Reproduce word for word the part of the text below on multi-agent reinforcement learning environments that runs from "For multi-agent reinforcement learning (MARL), the" up to and including "several training methods.".

» **Exercise passage**:
________________________

The research of reinforcement learning is fueled by popular and easy-to-use environment packages, e.g. OpenAI Gym [6] and Deepmind Lab [7]. OpenAI Gym [6] includes a collection of environments for classical reinforcement learning, and is widely used by the research community. Our work can be viewed as an extension of Gym for multi-agent cases. And Deepmind Lab [7] is mainly focused on first-person 3D games, while also providing simple and flexible API.

For multi-agent reinforcement learning (MARL), the work of [15] provides particle environments for both cooperative and competitive settings, as well as the training method and algorithm performances for these environments. Also, in the work of [16], the authors show that in a simple competitive multi-agent environment, the trained agents can have very complex behaviors. The environment for their experiments is also open-sourced. For related work on StarCraft, a suite of multi-agent environments has been proposed and open-sourced in the work of [17], together with performance baselines of several training methods.

4 Supported Environments

For the initial release, we provide interfaces together with 6 environments, namely Pong-2p, SC2Battle, SC2Full, PommerMan, ViZDoom, and Soccer. These games are selected as they range from simplest two-player Pong game, to complex full-length StarCraft II game. Interfaces compatible with these environments are provided as examples for the practical usage of Arena Interfaces on multi-agent environments. In addition, we also provide experimental performance of baseline RL methods on these environments. We leave detailed description of these interfaces and baseline performance in Appendix for interested readers.

Figure 8: Screenshots of currently supported environments in Arena. Upper (from left to right): Pong-2p, SC2Battle, and SC2Full (based on [18]). Lower (from left to right): PommerMan [19], ViZDoom [20], and Soccer [21].

5 Conclusion and Future Direction

In this work we propose Arena, a new toolkit for multi-agent reinforcement learning research. We provide modular components for implementing diversified multi-agent environments and agents with a universal interface. The framework is validated with experiments with popular multi-agent baseline methods. In the future, we are working on a general training and evaluation platform for cooperative and competitive MARL.

Acknowledgement

Thanks Jiaming Lu for his work on Pong-2p and ViZDoom. Thanks Yali Du for her work in SC2 battle games. Thanks Jing Li, Liheng Chen, Yingru Li for many insightful discussions. Thanks Wenhan Luo, Yuan Gao for their early efforts in ViZDoom competition. Thanks Rongjun Qin for his early work in ViZDoom. Thanks Shiyu Huang and Jia Xu for the helpful discussion on ViZDoom MARL settings. Thanks Ji Liu for the inspiring discussions. Thanks Han Liu and Tong Zhang for organizing and involving the early work.

References

Appendix A List of supported environments

a.1 Pong-2p

Pong-2p (Pong of 2 players) is much like the Atari Pong [6], except that the two players on both sides are controllable. Due to its simplicity, Pong-2p usually serves as a “sanity-check” environment in the sense that one can quickly train a strong policy with any decent competitive MARL algorithm.

________________________

» **Given data**:
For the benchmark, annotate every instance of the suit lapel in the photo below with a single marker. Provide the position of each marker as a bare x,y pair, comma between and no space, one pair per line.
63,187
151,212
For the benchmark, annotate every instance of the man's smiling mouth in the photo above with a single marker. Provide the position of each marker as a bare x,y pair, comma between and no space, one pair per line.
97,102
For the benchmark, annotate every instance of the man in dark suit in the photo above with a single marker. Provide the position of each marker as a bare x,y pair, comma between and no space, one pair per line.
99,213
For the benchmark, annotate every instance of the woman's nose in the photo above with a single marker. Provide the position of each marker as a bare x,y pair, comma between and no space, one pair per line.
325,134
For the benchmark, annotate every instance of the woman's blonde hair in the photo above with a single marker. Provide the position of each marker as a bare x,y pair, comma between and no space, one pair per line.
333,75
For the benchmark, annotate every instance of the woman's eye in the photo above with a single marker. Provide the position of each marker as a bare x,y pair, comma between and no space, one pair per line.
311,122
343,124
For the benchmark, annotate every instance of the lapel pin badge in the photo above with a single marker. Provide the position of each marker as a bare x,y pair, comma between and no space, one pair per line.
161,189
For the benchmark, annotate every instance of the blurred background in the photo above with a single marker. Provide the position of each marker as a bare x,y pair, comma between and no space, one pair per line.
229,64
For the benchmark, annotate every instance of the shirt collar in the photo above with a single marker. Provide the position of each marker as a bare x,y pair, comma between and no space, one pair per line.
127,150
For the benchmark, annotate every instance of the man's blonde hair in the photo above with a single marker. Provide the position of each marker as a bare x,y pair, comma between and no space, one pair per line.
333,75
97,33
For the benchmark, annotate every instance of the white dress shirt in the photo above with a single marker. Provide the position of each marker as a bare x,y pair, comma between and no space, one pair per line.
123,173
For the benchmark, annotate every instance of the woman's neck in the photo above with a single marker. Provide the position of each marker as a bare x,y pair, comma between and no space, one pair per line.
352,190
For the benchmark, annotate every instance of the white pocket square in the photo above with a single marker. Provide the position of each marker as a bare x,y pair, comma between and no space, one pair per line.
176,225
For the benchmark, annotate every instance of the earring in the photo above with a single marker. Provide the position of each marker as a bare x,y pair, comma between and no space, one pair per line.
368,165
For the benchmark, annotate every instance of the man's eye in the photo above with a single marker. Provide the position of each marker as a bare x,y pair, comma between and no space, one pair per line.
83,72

________________________

» **Response**:
For multi-agent reinforcement learning (MARL), the work of [15] provides particle environments for both cooperative and competitive settings, as well as the training method and algorithm performances for these environments. Also, in the work of [16], the authors show that in a simple competitive multi-agent environment, the trained agents can have very complex behaviors. The environment for their experiments is also open-sourced. For related work on StarCraft, a suite of multi-agent environments has been proposed and open-sourced in the work of [17], together with performance baselines of several training methods.